BEGIN DATA TO EXAMINE
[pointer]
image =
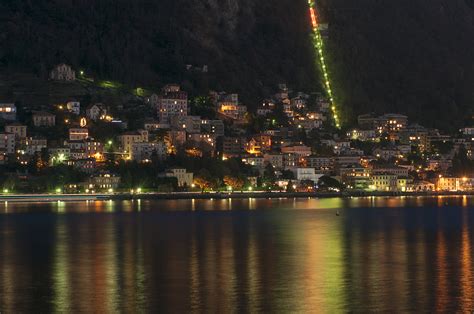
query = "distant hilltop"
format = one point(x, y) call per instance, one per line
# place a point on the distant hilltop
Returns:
point(413, 57)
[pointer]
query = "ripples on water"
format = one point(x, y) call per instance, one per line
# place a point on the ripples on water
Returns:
point(381, 254)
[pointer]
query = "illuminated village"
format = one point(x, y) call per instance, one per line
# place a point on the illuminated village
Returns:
point(290, 142)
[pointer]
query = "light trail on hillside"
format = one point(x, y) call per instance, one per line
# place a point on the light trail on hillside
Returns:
point(318, 44)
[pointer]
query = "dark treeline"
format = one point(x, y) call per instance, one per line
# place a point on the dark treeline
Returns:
point(408, 56)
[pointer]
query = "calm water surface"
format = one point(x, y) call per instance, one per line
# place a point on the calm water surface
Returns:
point(380, 254)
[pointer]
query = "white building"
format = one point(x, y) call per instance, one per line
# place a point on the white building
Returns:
point(74, 107)
point(44, 119)
point(190, 124)
point(77, 134)
point(228, 105)
point(184, 178)
point(258, 162)
point(306, 174)
point(16, 128)
point(173, 102)
point(7, 143)
point(215, 127)
point(96, 111)
point(8, 111)
point(145, 151)
point(276, 160)
point(127, 139)
point(35, 145)
point(63, 72)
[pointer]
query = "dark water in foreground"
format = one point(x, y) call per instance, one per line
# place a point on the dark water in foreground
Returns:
point(381, 254)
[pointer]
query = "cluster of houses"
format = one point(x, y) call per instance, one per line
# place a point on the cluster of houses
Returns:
point(386, 167)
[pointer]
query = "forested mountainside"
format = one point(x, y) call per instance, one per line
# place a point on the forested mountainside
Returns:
point(409, 56)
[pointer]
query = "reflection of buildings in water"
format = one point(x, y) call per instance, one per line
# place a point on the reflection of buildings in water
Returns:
point(9, 279)
point(61, 263)
point(85, 266)
point(467, 284)
point(441, 273)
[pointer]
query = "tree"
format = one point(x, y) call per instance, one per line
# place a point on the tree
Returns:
point(235, 183)
point(202, 183)
point(327, 182)
point(269, 176)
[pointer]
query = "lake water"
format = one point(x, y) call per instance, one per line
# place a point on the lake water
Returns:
point(282, 255)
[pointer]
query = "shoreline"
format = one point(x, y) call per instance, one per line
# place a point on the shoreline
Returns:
point(32, 198)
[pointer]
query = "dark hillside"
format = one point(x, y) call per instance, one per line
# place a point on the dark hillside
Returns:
point(409, 56)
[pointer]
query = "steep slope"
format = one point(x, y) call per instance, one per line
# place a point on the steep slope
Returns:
point(410, 56)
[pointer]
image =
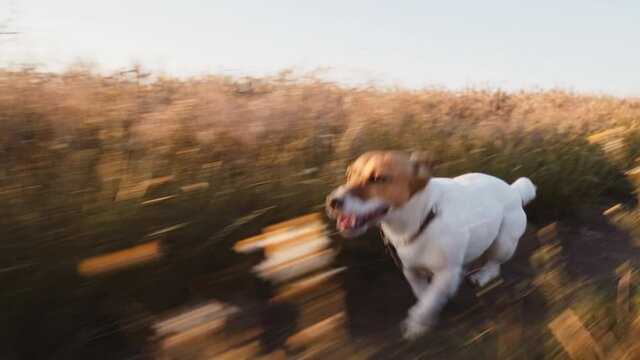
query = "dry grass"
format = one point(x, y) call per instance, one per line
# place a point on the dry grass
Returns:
point(94, 164)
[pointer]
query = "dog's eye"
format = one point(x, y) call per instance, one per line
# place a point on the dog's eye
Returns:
point(377, 179)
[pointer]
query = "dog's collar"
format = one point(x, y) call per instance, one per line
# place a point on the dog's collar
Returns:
point(392, 250)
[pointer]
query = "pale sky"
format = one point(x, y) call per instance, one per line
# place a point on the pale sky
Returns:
point(584, 46)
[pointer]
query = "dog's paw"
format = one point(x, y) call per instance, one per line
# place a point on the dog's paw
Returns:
point(412, 330)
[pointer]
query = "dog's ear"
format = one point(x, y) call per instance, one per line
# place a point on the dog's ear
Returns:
point(421, 162)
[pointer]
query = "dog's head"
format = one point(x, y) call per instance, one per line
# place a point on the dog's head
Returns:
point(378, 183)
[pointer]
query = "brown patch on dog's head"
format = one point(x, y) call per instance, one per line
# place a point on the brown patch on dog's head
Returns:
point(391, 176)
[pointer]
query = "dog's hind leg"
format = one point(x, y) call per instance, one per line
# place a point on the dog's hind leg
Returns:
point(511, 229)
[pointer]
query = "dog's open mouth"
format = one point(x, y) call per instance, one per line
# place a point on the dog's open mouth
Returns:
point(349, 222)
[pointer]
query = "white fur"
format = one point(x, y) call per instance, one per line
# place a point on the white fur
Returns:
point(474, 213)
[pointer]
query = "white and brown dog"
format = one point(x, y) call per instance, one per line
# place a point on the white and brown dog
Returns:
point(437, 225)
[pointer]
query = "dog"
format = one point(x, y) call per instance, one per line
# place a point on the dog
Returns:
point(436, 225)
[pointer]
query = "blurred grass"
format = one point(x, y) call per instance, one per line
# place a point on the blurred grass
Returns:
point(72, 142)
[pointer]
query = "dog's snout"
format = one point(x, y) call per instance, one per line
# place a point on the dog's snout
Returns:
point(336, 203)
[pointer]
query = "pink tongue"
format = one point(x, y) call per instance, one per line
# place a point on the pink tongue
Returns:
point(346, 221)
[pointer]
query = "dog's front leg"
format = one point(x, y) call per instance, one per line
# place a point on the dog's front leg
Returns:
point(423, 315)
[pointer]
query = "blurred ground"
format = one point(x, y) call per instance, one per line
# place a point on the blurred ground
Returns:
point(92, 165)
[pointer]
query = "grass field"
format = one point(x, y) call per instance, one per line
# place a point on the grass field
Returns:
point(91, 164)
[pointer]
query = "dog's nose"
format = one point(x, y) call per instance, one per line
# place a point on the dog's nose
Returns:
point(336, 203)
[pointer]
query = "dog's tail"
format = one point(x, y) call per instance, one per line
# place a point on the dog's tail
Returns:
point(525, 189)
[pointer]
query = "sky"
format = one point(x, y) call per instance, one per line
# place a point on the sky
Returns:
point(582, 46)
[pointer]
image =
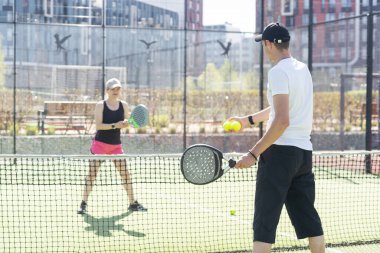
END DATA TO EXAMINE
HOW TO COMPLETE THIS TASK —
In the entries above, find each line that has the word "pink". Copy it.

OUTPUT FOR THIS EXERCISE —
query = "pink tongue"
# place a point on the pink tongue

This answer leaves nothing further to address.